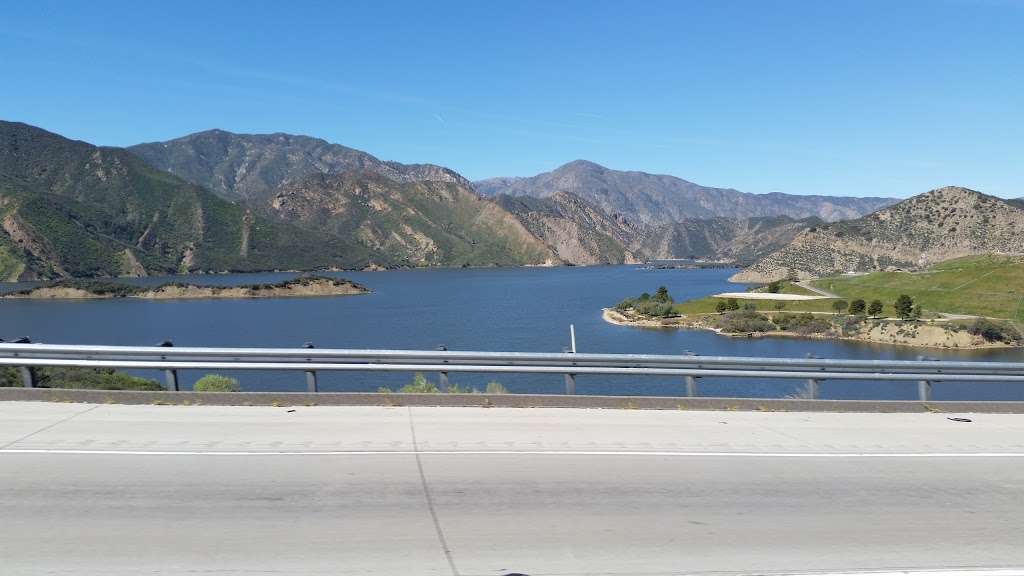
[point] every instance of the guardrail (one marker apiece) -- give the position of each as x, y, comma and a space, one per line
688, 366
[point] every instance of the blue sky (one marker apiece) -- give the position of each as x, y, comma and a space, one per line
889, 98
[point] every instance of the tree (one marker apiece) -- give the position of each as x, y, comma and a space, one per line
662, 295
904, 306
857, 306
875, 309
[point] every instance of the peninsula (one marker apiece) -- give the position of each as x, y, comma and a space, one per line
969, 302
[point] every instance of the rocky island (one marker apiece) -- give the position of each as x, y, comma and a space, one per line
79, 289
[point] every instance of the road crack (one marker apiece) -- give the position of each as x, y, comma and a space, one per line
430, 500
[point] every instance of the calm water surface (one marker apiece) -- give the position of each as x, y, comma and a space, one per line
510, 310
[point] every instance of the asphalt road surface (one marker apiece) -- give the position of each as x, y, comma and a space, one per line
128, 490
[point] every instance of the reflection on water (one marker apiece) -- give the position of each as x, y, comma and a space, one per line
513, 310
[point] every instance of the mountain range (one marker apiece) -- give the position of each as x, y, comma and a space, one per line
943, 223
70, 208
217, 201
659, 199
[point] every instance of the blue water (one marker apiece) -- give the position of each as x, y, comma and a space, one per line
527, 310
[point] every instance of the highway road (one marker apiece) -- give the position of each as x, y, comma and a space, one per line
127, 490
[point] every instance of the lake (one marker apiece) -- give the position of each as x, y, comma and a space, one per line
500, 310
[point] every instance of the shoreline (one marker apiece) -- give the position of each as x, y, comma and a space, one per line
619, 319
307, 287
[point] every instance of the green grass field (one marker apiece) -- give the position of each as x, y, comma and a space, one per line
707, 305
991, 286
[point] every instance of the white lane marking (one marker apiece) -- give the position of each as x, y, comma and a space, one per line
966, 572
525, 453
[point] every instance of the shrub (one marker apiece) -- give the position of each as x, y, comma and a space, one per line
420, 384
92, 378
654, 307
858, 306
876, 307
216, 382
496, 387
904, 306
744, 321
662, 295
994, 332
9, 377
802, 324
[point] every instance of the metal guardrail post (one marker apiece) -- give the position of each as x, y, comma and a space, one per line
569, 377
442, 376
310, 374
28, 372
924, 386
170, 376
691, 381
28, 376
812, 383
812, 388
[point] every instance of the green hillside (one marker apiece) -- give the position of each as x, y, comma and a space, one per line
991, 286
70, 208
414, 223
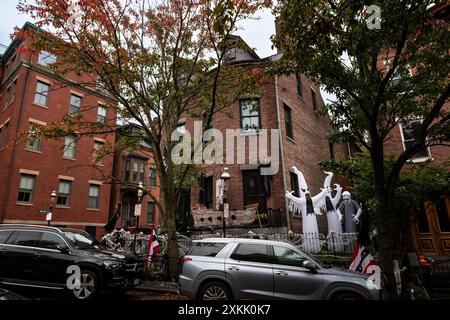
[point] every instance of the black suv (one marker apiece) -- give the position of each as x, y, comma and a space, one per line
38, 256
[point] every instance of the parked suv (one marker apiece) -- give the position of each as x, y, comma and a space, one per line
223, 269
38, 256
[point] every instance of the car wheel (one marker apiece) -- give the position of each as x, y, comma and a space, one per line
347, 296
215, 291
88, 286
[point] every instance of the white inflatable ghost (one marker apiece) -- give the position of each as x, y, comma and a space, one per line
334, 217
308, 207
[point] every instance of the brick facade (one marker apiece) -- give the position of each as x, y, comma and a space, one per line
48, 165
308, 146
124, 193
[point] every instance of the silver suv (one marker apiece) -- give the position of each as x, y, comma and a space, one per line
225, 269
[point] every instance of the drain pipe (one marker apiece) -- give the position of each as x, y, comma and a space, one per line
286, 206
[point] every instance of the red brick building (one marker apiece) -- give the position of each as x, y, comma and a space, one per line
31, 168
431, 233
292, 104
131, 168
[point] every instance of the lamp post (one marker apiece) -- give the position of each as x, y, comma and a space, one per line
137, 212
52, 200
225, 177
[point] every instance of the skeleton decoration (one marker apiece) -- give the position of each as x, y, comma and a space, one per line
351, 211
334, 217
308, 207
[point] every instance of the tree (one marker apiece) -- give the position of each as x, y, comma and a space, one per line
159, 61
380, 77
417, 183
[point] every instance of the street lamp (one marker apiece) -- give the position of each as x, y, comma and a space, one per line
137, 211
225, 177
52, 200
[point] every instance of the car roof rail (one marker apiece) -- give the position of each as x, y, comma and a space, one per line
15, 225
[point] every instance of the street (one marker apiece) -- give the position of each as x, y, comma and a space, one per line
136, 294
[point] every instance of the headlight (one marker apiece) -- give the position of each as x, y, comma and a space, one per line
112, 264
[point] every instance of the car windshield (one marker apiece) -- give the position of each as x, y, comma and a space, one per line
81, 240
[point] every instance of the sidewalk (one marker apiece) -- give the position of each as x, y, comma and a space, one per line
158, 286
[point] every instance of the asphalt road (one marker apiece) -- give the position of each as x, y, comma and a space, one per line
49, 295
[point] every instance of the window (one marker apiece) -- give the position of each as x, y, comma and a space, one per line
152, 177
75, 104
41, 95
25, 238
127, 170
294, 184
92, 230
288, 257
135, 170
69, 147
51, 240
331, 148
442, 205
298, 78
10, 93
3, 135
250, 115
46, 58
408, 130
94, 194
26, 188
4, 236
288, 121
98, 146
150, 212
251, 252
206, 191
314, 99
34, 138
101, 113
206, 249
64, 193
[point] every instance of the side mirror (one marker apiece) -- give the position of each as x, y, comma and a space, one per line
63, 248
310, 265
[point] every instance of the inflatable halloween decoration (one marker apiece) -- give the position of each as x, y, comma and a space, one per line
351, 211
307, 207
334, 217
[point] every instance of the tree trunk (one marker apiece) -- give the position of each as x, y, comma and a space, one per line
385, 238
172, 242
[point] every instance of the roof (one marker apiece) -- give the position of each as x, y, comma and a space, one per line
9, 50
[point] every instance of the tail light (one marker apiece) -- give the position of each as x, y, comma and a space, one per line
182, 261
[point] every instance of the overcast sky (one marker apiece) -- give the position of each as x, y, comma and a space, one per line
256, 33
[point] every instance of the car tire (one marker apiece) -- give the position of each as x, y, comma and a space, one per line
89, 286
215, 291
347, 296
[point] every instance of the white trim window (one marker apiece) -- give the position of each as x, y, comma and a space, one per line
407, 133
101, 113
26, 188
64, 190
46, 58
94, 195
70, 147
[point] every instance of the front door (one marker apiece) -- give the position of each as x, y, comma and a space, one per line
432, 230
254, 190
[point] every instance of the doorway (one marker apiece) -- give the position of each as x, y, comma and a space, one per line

TASK BRIEF
For this exercise, please reproduce the records above exactly and drop the images.

SOLUTION FOR THIS TASK
[point] every instance of the guardrail (one marker apiece) -- give the position of each as x, y, comma and a space, one per line
688, 366
[point] every instance of the blue sky (one marker apiece) -- give the position of each as x, y, comma and a space, one per line
889, 98
[point] every instance of the tree (one marker apiece) -- give the position of each as x, y, comma and a space, one per line
662, 295
904, 306
857, 306
875, 309
[point] every instance of the peninsula (one marker apiece) -- give the position of each as x, y, comma and a space, one per line
969, 302
[point] every instance of the rocky island (one marker apiece) -- give the position of each as x, y, comma and a space, one per line
79, 289
[point] every instance of the road crack (one marker apiece) -- give the position of each as x, y, comma and a space, one per line
430, 500
[point] every instance of the calm water surface (one marker apiece) -- give the position of each as x, y, comma and a space, one per line
510, 310
[point] every instance of the asphalt road surface (one marker apiece) -- give the position of each as x, y, comma and a space, one per line
128, 490
[point] every instance of the reflection on water (one marker apiece) -- give the position of each as x, y, comma and a space, one per line
513, 310
[point] every instance of the mountain range (one marker apiece) -- give the position of each as x, y, comma and a space, one per line
943, 223
70, 208
217, 201
659, 199
[point] every instance of the blue water (one marker apiece) -- give the position of each as x, y, comma and a space, one per line
527, 310
[point] every instance of the highway road (one marker apiece) -- give the position of each as x, y, comma and a space, one per line
127, 490
[point] every instance of the lake (one marker apiece) -- give the position of each as x, y, comma and a space, one per line
500, 310
[point] every instance of the shoreline (one marker apiece) -- give the position of each as x, y, comma and a space, one per line
619, 319
307, 287
[point] every instance of the green grass field (one marker apiece) -- give the position of each as x, y, comma and a space, one per line
707, 305
991, 286
[point] every instance of the white lane marking (one marker apiece) -- give the position of each as x, y, comma and a space, one per line
966, 572
525, 453
[point] every instance of the shrub (one marker apiece) -- give the position of each as x, y, comma and a space, one per line
420, 384
92, 378
654, 307
858, 306
876, 307
216, 382
496, 387
904, 306
744, 321
662, 295
994, 332
9, 377
802, 324
[point] every instance of the metal guardrail post (one marker apiece) -- give the position of each as x, y, comma and a space, one per line
569, 377
442, 376
310, 374
28, 372
924, 386
170, 376
691, 381
28, 376
812, 383
812, 388
[point] every instance of the green hillside (one marker apiece) -- give the position of each as x, y, comma and a space, one per line
991, 286
70, 208
414, 223
[point] every instance of the black suv (one marker apiece) -- give the position of each as x, y, comma and a space, one per line
38, 256
[point] every instance of the parked suv (one marker apiece) -- give the position of each as x, y, comma and a space, one per line
223, 269
38, 256
[point] every instance of the car wheel (one marker apiece) -- give the position of each as x, y, comma and a space, one per line
347, 296
215, 291
88, 286
[point] every instance of the white inflatable ghost (one marker apiece) -- give the position of each as x, y, comma and a space, one per line
334, 217
308, 207
[point] every instance of the brick facade (one marker apiece) -- give the position of each as x, y, comma and a space, one per line
48, 165
308, 146
124, 193
[point] every instance of the silver suv (one marker apiece) -- give the position of each as x, y, comma and a space, one per line
225, 269
[point] every instance of the drain pipe (one marker apiece) -- give the position of each as x, y, comma and a space, one per line
286, 206
[point] every instance of the red brick building (one marker apiece) -- give the position of each as x, y, comma and a space, one per line
31, 168
431, 233
292, 104
131, 168
[point] every instance of the lamp post (one marker apiece) -- give the position of each as x, y, comma and a space, one per line
137, 212
52, 200
225, 177
[point] every instance of the skeleton decoration (one marker apiece) -- give the position of each as x, y, comma and a space, one per line
351, 211
334, 217
308, 207
[point] every instance of the tree (one marker apiece) -- give the position of each as x, y, comma and a space, one per line
159, 61
380, 77
417, 183
[point] every instance of the street lamp (one marker apiece) -- give the position of each as x, y, comma and a space, one per line
137, 211
225, 177
52, 200
[point] every instance of the car roof rail (one marker apiece) -- give the position of each as x, y, comma and a space, one per line
15, 225
[point] every instance of the street (one marker apiece) -- give the position of each as x, y, comma and a space, one per line
136, 294
[point] every instance of the headlight (one marker apiece) -- give the position of each as x, y, comma and a space, one per line
112, 264
[point] every instance of the car windshield (one marker apiece) -- give the position of each as x, y, comma and a space, one per line
81, 240
[point] every instance of the sidewalk (one marker apiece) -- give the position of each as x, y, comma and a space, one per line
158, 286
[point] every instance of the asphalt road (one marker apiece) -- give the position of each as x, y, comma and a space, one per line
49, 295
[point] every instance of the window (one marker apiece) -- give the position of each as x, y, comma and a space, one per line
152, 177
75, 104
41, 95
25, 238
127, 170
294, 184
92, 230
288, 257
135, 170
69, 147
51, 240
331, 148
442, 205
298, 78
10, 93
3, 135
250, 115
46, 58
408, 130
94, 194
26, 188
4, 236
288, 121
98, 146
150, 212
251, 252
206, 191
314, 99
34, 138
101, 113
206, 249
64, 193
[point] every instance of the side mirror (one marker apiece) -- give the position of each as x, y, comma and a space, one per line
63, 248
310, 265
[point] every instance of the inflatable halloween decoration (one marker apiece) -- give the position of each as x, y, comma and a space, one per line
351, 211
307, 207
334, 217
[point] every instance of the tree trunk (one marker apiece) -- give the position of each as x, y, comma and a space, one per line
385, 238
172, 242
[point] every instance of the roof (one marker apiece) -- give the position of each as x, y, comma and a space, one per line
9, 50
[point] every instance of the tail light (one marker apiece) -- give the position of each as x, y, comma and a space, one per line
182, 261
[point] every instance of the overcast sky (one marker apiece) -- give the position of each as x, y, comma and a space, one per line
256, 33
[point] every instance of the car tire (one marker apiece) -- give the position of each as x, y, comma and a space, one per line
89, 286
215, 291
347, 296
[point] every instance of the white trim window (one marker apiece) -- give the position of each as x, y, comma and a space, one per line
407, 133
101, 113
26, 188
64, 190
46, 58
94, 195
70, 147
[point] every instance of the front door (one marker apiece) -- give the position of each as x, y, comma and a space, one per line
432, 230
254, 190
[point] every instance of the doorway (one marker apiece) -- give the position of each as x, y, comma and a space, one per line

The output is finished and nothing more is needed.